## EXTRACTED MATERIAL:
========================================================================
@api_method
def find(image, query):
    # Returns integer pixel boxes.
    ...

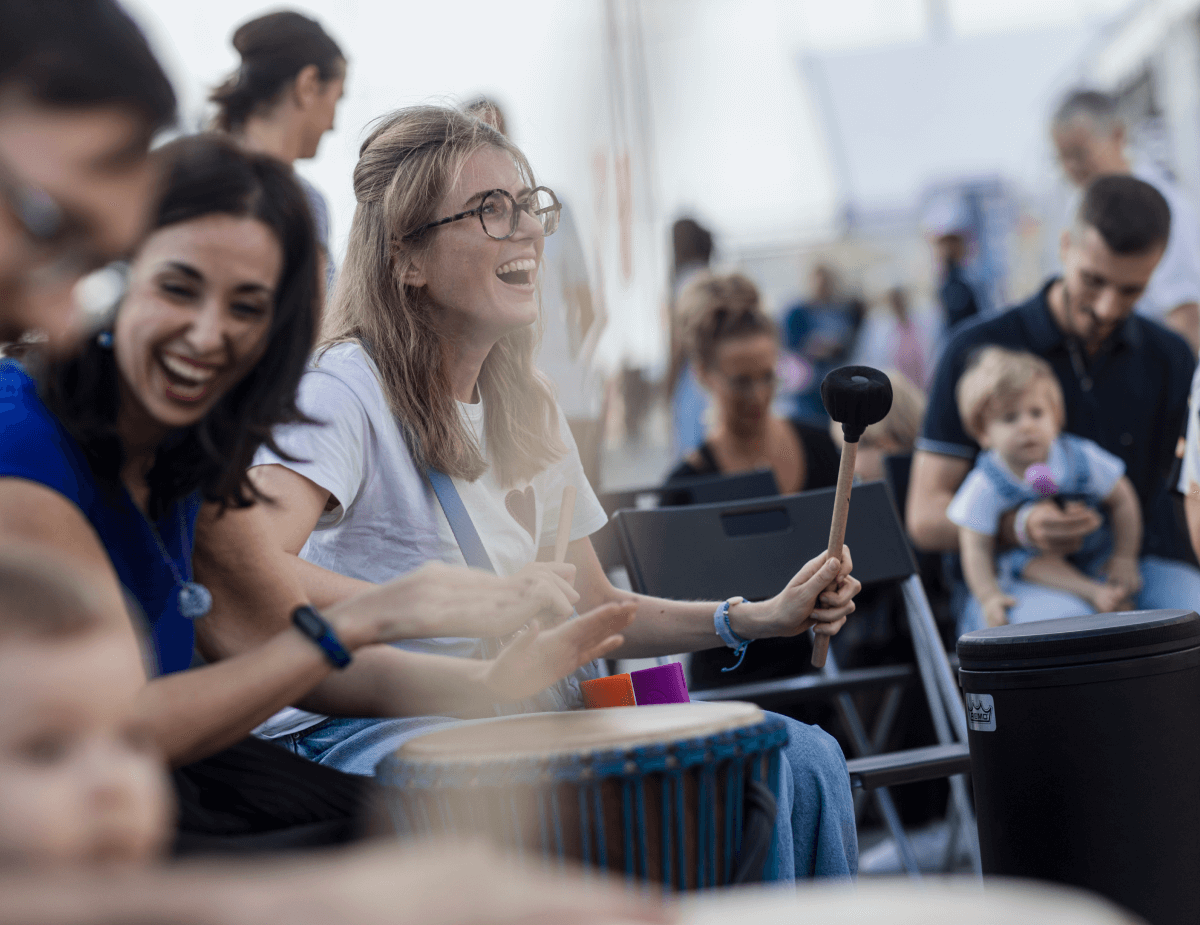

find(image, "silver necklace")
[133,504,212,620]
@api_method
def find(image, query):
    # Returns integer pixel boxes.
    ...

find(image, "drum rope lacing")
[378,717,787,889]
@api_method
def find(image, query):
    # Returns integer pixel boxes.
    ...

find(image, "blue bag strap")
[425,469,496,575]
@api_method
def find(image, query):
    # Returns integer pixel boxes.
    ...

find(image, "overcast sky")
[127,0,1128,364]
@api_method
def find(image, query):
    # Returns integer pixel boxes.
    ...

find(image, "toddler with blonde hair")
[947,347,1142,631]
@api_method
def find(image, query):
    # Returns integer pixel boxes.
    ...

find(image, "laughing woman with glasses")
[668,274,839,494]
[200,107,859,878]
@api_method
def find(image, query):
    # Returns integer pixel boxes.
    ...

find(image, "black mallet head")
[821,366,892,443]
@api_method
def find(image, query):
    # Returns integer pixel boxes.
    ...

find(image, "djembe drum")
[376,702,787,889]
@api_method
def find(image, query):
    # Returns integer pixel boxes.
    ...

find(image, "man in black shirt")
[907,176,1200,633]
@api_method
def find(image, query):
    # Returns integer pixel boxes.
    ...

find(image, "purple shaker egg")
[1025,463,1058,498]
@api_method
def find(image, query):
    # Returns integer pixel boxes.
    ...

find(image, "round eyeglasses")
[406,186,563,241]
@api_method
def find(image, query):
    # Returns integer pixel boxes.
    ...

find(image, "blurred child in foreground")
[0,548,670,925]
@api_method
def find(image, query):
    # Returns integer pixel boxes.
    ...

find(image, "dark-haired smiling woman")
========================================================================
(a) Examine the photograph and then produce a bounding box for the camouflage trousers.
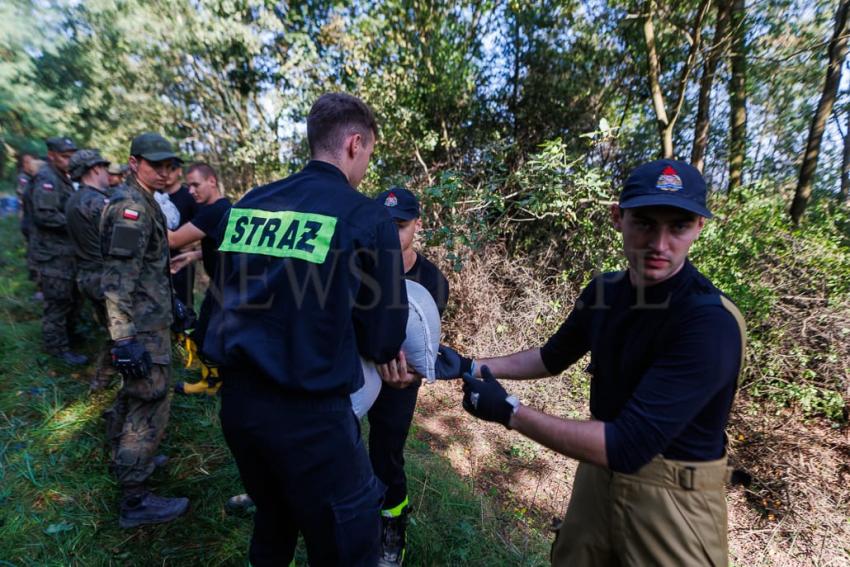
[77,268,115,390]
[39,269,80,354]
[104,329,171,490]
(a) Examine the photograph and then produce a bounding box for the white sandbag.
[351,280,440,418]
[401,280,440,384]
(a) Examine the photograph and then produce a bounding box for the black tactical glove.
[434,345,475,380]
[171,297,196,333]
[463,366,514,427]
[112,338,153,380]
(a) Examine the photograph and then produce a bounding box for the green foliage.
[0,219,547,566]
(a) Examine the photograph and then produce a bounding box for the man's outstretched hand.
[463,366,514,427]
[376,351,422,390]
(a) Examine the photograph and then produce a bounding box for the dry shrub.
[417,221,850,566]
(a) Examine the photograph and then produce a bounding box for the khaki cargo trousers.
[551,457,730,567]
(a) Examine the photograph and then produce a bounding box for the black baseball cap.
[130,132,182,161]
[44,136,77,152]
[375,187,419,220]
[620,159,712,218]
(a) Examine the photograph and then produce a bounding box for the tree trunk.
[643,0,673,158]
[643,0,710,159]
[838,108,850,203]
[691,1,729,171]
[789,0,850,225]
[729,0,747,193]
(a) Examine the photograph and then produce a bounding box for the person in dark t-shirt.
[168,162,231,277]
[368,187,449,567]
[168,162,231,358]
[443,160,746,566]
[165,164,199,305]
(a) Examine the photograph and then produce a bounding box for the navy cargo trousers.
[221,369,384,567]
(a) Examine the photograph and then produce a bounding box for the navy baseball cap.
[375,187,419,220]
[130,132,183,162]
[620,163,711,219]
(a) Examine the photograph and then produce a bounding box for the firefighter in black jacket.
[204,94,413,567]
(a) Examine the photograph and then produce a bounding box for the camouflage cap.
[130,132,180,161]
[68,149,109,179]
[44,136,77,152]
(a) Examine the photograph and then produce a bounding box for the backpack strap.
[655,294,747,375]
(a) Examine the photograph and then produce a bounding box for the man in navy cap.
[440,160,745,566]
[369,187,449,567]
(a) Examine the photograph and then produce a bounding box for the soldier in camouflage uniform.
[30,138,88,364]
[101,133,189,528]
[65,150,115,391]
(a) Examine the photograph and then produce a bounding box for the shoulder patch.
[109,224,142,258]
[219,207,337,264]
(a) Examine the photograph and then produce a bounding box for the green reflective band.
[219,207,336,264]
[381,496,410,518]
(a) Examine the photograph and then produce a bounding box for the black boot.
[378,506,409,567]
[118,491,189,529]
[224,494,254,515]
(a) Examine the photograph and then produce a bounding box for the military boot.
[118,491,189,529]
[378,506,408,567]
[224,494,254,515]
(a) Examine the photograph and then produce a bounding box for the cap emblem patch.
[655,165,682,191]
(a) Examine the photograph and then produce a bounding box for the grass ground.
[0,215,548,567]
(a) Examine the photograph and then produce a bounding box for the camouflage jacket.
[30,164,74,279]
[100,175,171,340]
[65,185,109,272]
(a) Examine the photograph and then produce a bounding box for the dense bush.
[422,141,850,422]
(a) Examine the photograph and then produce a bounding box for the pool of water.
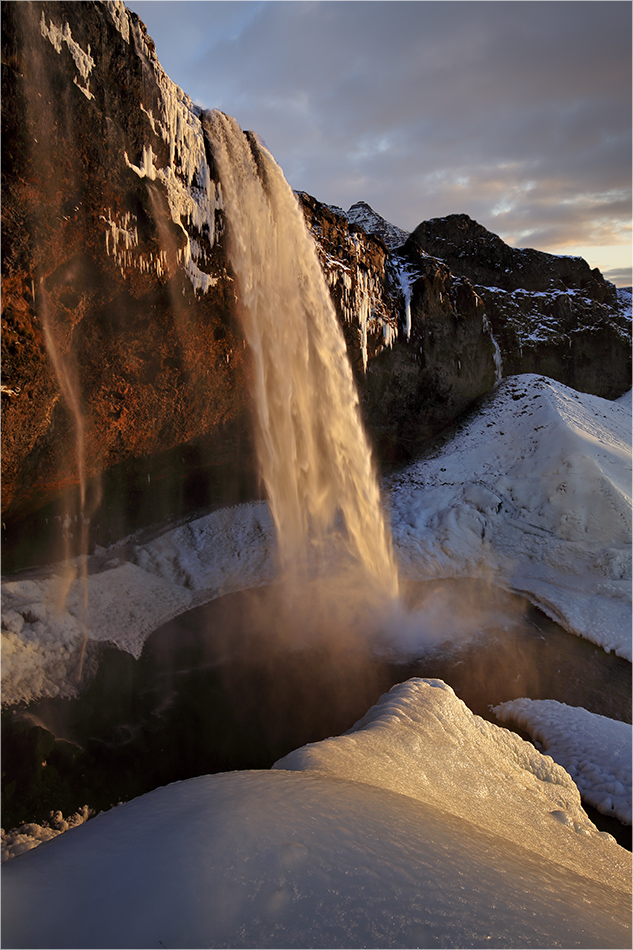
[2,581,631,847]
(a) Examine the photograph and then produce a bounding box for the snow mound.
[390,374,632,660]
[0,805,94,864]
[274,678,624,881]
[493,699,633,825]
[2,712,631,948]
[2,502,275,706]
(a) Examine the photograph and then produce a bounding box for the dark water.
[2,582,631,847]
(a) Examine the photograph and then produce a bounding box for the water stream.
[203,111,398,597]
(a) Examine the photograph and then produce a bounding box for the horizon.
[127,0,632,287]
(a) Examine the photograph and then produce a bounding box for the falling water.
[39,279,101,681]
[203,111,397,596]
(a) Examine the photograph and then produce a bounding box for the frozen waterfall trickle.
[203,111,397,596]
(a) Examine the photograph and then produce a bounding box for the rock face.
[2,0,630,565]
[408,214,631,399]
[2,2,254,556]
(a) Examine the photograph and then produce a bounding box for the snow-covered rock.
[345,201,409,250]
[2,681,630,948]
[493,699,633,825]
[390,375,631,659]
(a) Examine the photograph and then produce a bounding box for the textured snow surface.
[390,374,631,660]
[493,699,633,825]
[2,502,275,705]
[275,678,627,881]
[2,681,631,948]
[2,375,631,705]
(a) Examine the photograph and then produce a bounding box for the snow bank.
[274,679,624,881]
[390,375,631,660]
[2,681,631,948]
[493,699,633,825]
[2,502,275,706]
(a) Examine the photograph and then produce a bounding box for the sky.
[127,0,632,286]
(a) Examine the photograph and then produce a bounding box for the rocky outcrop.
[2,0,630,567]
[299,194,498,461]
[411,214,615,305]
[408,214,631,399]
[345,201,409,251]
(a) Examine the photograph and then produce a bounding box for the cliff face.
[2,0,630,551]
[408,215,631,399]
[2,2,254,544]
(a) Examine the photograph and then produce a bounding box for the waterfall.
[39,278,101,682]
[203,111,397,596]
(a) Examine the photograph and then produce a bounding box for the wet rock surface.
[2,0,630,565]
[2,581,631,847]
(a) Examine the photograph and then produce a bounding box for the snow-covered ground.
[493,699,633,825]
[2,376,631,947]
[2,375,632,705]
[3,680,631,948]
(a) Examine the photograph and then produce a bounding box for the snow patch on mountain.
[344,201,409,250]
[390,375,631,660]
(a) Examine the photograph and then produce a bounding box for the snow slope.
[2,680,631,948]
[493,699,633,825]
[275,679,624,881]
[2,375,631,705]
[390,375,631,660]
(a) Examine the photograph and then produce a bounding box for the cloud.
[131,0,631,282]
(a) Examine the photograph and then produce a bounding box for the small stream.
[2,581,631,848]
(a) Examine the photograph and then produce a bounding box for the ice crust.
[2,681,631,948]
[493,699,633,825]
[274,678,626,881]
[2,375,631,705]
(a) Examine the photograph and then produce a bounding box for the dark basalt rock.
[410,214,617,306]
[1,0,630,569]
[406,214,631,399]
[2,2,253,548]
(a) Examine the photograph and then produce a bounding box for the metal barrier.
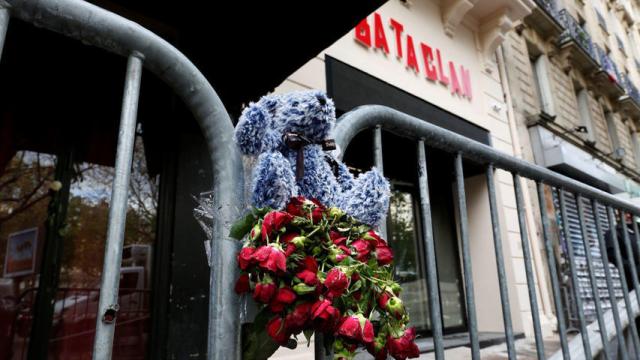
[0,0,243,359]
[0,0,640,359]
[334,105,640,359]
========================================================================
## INSTRUCTIONS TO FOLLOW:
In the listing, reproduce the lines from the line containing "pool of water." up to and including the line containing "[2,582,631,847]", switching "snow mound" to "snowdrift" and changing nothing else. Give only those lines, and omit the pictures.

## ANSWER:
(a) Examine the photograph and then produce a bounding box for the pool of water.
[2,581,631,847]
(a) Examine the photograph and then produce a bounding box for the snowdrift.
[390,374,632,660]
[0,805,94,864]
[274,678,624,881]
[493,699,633,825]
[2,712,631,948]
[2,502,275,706]
(a) Examine the photograph and then produce a bounding box for the dark water.
[2,582,631,847]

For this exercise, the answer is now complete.